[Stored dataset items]
[Start of Attachment]
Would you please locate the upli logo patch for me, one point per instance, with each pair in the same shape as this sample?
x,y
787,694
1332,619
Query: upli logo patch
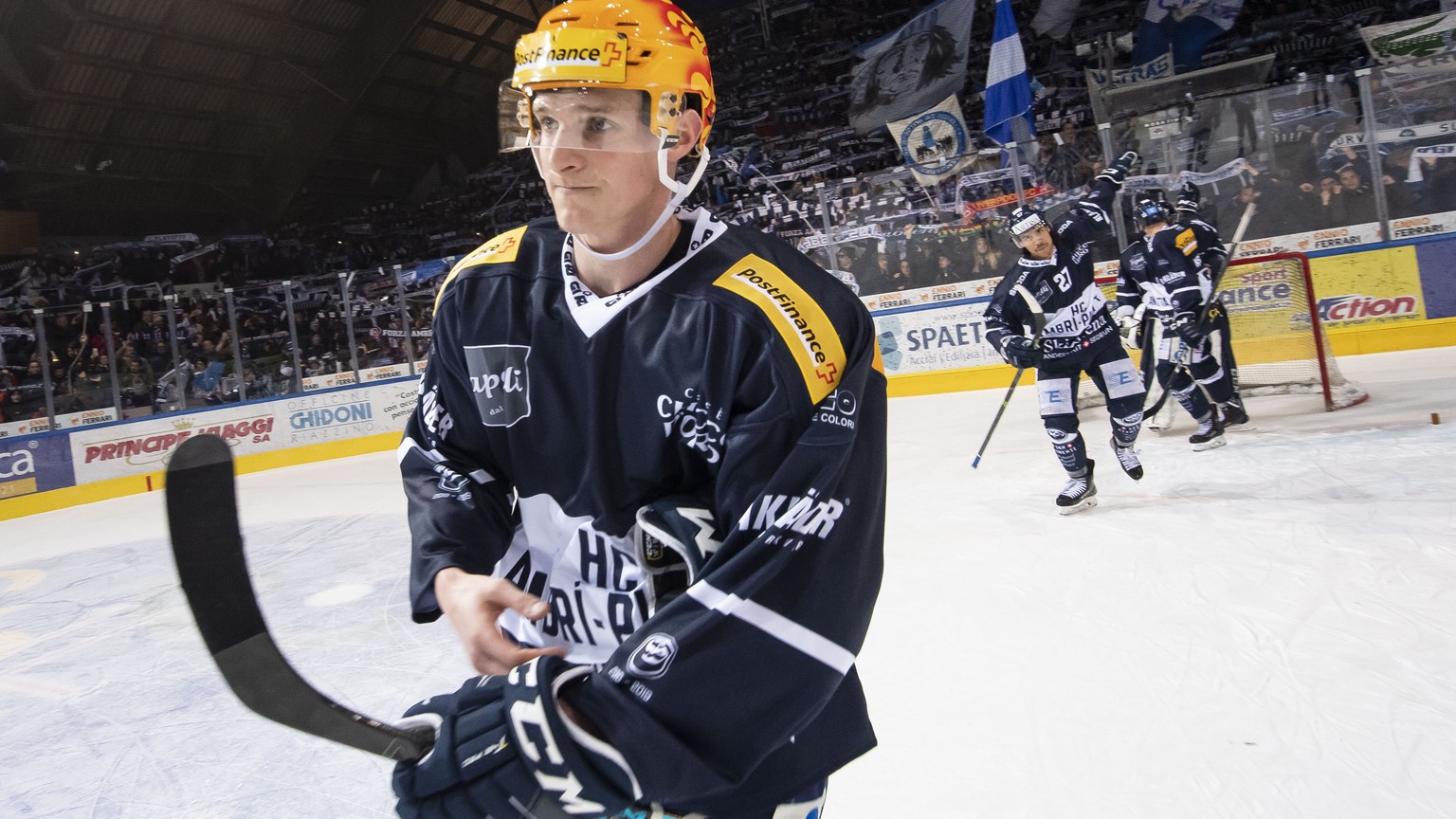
x,y
500,382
[End of Attachment]
**Requirement**
Please reproduce the records above exactly, leaving out every picture.

**Answer space**
Would you please locate the upli logo patch for me, one point per instance, with each pair in the same shape as this sample?
x,y
787,694
1332,619
Query: upli logo patch
x,y
500,382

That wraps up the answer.